■ **EXERCISE DESCRIPTION**: Write the records out exactly as they read, but not the pictures.

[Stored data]
┌────────

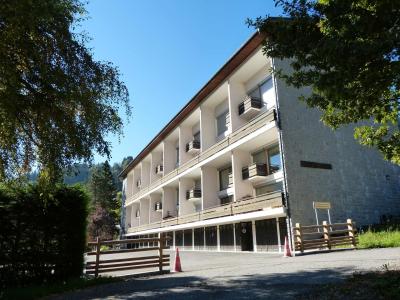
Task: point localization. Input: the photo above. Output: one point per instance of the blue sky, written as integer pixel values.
(166, 51)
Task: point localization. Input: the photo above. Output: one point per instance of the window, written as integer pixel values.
(196, 136)
(225, 178)
(177, 156)
(222, 126)
(260, 157)
(274, 159)
(265, 92)
(271, 156)
(269, 188)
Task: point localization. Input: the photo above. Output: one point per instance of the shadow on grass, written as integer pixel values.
(229, 286)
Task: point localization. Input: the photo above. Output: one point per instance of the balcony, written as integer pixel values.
(250, 107)
(158, 206)
(262, 202)
(255, 172)
(193, 195)
(193, 147)
(159, 170)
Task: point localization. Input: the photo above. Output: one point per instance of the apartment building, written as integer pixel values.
(244, 160)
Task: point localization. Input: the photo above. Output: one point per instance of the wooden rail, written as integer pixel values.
(270, 200)
(324, 236)
(127, 263)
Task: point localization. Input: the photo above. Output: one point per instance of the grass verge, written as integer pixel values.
(381, 239)
(373, 285)
(43, 290)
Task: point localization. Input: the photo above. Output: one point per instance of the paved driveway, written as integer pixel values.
(210, 275)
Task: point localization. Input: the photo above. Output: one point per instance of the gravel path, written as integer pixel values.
(210, 275)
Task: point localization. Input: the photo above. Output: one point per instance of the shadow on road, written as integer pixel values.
(229, 286)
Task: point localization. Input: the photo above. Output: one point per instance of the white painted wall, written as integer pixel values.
(185, 136)
(169, 156)
(241, 187)
(237, 93)
(209, 187)
(156, 159)
(185, 207)
(154, 215)
(144, 211)
(134, 220)
(145, 173)
(169, 201)
(208, 129)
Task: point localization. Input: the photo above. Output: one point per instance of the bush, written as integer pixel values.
(42, 234)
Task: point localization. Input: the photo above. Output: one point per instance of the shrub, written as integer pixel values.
(42, 233)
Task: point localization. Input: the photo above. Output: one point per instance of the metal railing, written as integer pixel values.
(270, 200)
(255, 124)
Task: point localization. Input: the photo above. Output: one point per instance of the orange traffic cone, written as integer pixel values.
(178, 267)
(286, 251)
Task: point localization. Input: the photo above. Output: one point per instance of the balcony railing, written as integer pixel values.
(235, 136)
(193, 194)
(158, 206)
(254, 170)
(270, 200)
(159, 170)
(250, 107)
(193, 147)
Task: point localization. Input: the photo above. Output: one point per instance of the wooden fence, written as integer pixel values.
(325, 236)
(100, 265)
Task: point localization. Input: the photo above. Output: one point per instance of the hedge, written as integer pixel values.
(42, 235)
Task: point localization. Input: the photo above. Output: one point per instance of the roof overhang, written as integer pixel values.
(222, 74)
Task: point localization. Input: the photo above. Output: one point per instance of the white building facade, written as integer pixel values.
(244, 160)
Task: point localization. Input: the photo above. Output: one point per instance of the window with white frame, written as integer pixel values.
(265, 92)
(222, 125)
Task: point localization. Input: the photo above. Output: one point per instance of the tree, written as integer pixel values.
(102, 187)
(101, 224)
(348, 52)
(57, 104)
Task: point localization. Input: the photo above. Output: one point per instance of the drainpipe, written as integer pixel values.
(281, 149)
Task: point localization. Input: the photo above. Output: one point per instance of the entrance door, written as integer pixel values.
(246, 236)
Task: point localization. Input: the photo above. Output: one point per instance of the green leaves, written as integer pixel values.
(57, 104)
(348, 52)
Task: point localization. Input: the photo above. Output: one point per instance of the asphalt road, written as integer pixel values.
(210, 275)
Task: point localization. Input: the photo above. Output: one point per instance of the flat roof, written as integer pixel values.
(219, 77)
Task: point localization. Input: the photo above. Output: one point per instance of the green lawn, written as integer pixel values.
(373, 285)
(380, 239)
(39, 291)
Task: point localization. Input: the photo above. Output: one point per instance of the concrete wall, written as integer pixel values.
(242, 188)
(361, 185)
(209, 187)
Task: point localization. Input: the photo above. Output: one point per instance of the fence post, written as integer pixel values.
(326, 234)
(350, 227)
(299, 236)
(160, 250)
(96, 269)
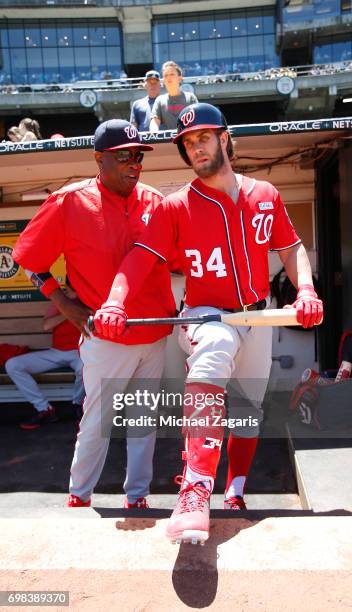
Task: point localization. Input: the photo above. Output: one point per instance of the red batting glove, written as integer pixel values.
(308, 306)
(110, 321)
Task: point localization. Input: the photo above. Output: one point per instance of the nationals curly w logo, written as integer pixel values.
(188, 117)
(131, 131)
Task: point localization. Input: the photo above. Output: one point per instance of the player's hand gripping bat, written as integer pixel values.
(253, 318)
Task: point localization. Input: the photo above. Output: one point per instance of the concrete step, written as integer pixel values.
(252, 564)
(35, 505)
(323, 468)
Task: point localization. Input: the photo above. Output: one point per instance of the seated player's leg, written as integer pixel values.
(250, 376)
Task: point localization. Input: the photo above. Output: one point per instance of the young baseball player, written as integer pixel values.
(95, 224)
(221, 226)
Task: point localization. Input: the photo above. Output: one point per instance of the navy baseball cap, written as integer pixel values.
(118, 134)
(152, 74)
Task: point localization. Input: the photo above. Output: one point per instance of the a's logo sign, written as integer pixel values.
(263, 224)
(131, 131)
(188, 117)
(8, 267)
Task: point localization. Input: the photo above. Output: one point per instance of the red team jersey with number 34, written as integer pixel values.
(222, 247)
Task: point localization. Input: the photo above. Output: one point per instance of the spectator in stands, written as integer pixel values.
(168, 106)
(142, 108)
(64, 353)
(29, 129)
(14, 134)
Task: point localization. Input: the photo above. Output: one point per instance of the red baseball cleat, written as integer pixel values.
(141, 502)
(189, 521)
(235, 503)
(76, 502)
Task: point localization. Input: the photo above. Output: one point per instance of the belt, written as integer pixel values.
(256, 306)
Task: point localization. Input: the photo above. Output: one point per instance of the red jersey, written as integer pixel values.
(95, 228)
(65, 336)
(222, 247)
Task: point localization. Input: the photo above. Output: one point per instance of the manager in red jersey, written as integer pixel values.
(221, 228)
(95, 223)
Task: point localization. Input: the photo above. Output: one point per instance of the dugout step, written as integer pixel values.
(323, 468)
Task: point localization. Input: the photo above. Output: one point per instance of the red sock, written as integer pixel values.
(240, 454)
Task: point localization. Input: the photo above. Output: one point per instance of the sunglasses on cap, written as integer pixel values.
(124, 156)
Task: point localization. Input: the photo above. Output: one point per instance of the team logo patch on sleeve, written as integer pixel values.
(266, 205)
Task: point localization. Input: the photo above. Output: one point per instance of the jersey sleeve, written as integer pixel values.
(42, 241)
(160, 236)
(283, 235)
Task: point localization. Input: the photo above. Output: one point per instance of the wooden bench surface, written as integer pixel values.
(22, 324)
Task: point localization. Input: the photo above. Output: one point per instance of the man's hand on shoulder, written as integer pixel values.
(110, 321)
(309, 307)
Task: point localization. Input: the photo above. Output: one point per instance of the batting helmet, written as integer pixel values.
(200, 116)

└────────

■ **SOLUTION TO THE PROBLEM**:
Task: point localization. Input: the photo above. Output: one point per instance of the blue sky, written as integer pixel values.
(166, 51)
Task: point localization. Input: the photo above. Output: one point per instance of the window, written as integer pixel values.
(196, 136)
(225, 178)
(177, 156)
(222, 126)
(260, 157)
(274, 159)
(265, 92)
(271, 156)
(269, 188)
Task: point localization. Input: the photo above. Output: one point per instance of the shadow on grass, written as integer pixel values.
(229, 286)
Task: point localization. Input: the photo above. Output: one point per instance of the balcony, written as integer pixel values.
(250, 107)
(158, 206)
(262, 202)
(255, 172)
(193, 195)
(193, 147)
(159, 170)
Task: point localization. Input: the photo above. Output: one point per instance of the apartment building, written as integer pixel values.
(244, 160)
Task: point localization. Input: the photo above. Output: one point per instance of the wooden rail, written as integer pixel values.
(270, 200)
(324, 236)
(127, 263)
Task: point localization. Input: the photo above. Output: one point per instance of the grass verge, written as integer pixel values.
(381, 239)
(373, 285)
(43, 290)
Task: point localization. Input: the photo above. Output: one point per instance of the paved driveway, written as integer pixel values.
(210, 275)
Task: point localization. Input: the photo above. Output: one point per instance of the gravel path, written as integer pixel values.
(210, 275)
Task: point localization. Input: the photo above. Output: one point per instance of the shadow on road, written as integer pixel values.
(229, 286)
Task: point localization. Input: the photo above. Output: one point per instance of the white painted wall, written as integer pixel values.
(185, 136)
(169, 156)
(241, 187)
(237, 93)
(209, 187)
(156, 159)
(185, 207)
(154, 215)
(144, 211)
(134, 220)
(145, 173)
(169, 201)
(208, 129)
Task: point localization. Input: the photo above. Output: one point per instance of the bush, written as integer pixel values.
(42, 234)
Task: point localization. Input: the photo above. Output: one point per instance of the shrub, written as integer pixel values.
(42, 233)
Task: point localization. Input: the photo above. Output: one point per instance of the metal railing, written as integer pixel values.
(270, 200)
(255, 124)
Task: point localization. Input: the photo above. Output: one point per instance of the orange traffic cone, written as integer pixel values.
(178, 267)
(286, 251)
Task: point localization. Input: the photo above. Output: one point per instance of the balcony railing, written as integer pixel values.
(235, 136)
(193, 194)
(158, 206)
(254, 170)
(270, 200)
(159, 170)
(250, 107)
(193, 147)
Task: point localization. Input: the photo above. Output: one point per instance of the wooden fence, written as integer pixel values.
(325, 236)
(100, 265)
Task: point localization. Input: the photo above. Output: one point per instance of the hedge, written as integer pixel values.
(42, 235)
Task: point localization. Input: the photo above. Output: one point per instance of the roof overhang, written as integer pixel values.
(222, 74)
Task: point localization. Input: the photo above. Output: one point per instance of the white building facade, written as integer pixel values.
(244, 160)
Task: point localization. Input: the photo above. Output: one point per instance of the window with white frame, written as integer pixel values.
(265, 92)
(222, 125)
Task: point localization. Input: the photo above. Output: one point per instance of the tree, written as integer pixel values.
(102, 187)
(101, 224)
(348, 52)
(57, 104)
Task: point localization. Input: the photo above. Output: one point per instance of the drainpipe, written as integer pixel values.
(281, 149)
Task: point localization. Input: the photo above. Output: one point per instance of the entrance door, written as integer pixel values.
(246, 236)
Task: point localization. Input: the photo above. Output: one point per instance of the green leaves, written as integer pixel values.
(57, 104)
(348, 52)
Task: point localization. Input: the photo above. Output: one point per instance of the asphalt road, written as integer pixel values.
(210, 275)
Task: point localization. Input: the photo above. Output: one point per instance of the flat roof, written as integer pixel values.
(219, 77)
Task: point localization. Input: the photo above. Output: one point per instance of the green lawn, written as integer pixel values.
(373, 285)
(380, 239)
(39, 291)
Task: point localization. Input: the photo above. Output: one point per instance of the concrete wall, written as integer pixel values.
(242, 188)
(361, 185)
(209, 187)
Task: point localization. Input: the photo above. Output: one point per instance of the fence post, written as integer pixel values.
(326, 234)
(350, 227)
(299, 236)
(160, 250)
(96, 269)
Task: point localization. Input: the photo above. Output: one point per instance of the red batting glove, written as integer pixel values.
(308, 306)
(110, 321)
Task: point localization. Input: the photo above. Output: one point per instance of the nationals curly w logo, written as integer pixel values.
(188, 117)
(131, 131)
Task: point localization. Input: the photo above. Output: one point per instance of the player's hand gripping bat, written as integer pixel values.
(253, 318)
Task: point localization. Input: the photo above. Output: one point per instance of the concrete step, written as integer pixel values.
(252, 564)
(35, 505)
(323, 468)
Task: point localization. Input: the photo above. Output: one point per instance of the seated player's leg, written as integer pixel values.
(250, 376)
Task: point localization. Input: the photo above. Output: one point per instance of the young baseball player, written as integer pixel values.
(95, 224)
(221, 226)
Task: point localization. Input: the photo above. Output: one point per instance of the navy baseball cap, written as integer pixel values.
(118, 134)
(152, 74)
Task: point localization. Input: the photo above. Output: one point per instance of the a's logo sign, written as integer pixel values.
(263, 224)
(131, 131)
(188, 117)
(8, 267)
Task: point localization. Input: the photo above. Output: one point per instance of the red team jersey with number 34, written as integer pixel values.
(222, 247)
Task: point localization. Input: the photo above. Output: one point per instance of the spectator in stands, written as integer pixel values.
(168, 106)
(142, 108)
(64, 353)
(29, 129)
(14, 134)
Task: point localization. Input: the photo above. Output: one point per instance of the red baseball cleat, written as integer pixel values.
(141, 502)
(189, 521)
(235, 503)
(76, 502)
Task: point localization. Input: the photo above. Output: one point per instance of the belt, written as integer pixel values.
(256, 306)
Task: point localization. Input: the photo above. Output: one point per instance of the red jersey, written as integer pixel values.
(95, 228)
(65, 336)
(222, 247)
Task: point localization. Input: the photo above. Output: one point per instance of the manager in red jersey, written as integer pixel values.
(221, 228)
(95, 223)
Task: point localization. Input: the photo above. Output: one point per instance of the dugout step, written as integer pixel values.
(323, 468)
Task: point localization. Input: the photo above. Output: one point per instance of the red sock, written as integer pixel values.
(240, 454)
Task: point localization. Input: the photo above. Output: one point per instance of the sunglasses on cap, written as integer pixel values.
(124, 156)
Task: point localization. Input: the photo above. Output: one point per instance of the team logo patch on sleeve, written as integer pixel values.
(266, 205)
Task: point localization. Input: the photo above. Output: one point per instance of the jersey sleeve, written as integer pixel values.
(42, 241)
(160, 236)
(283, 235)
Task: point localization. Input: the photo above. Output: one point per instance of the wooden bench surface, written as integer pixel values.
(22, 324)
Task: point localization. Input: the photo above. Output: one point per instance of the man's hand on shoulder, written as integer pixel values.
(110, 321)
(309, 307)
Task: point localization. Input: the photo above. Output: one point per instance of the batting helmet, written as integer pixel values.
(200, 116)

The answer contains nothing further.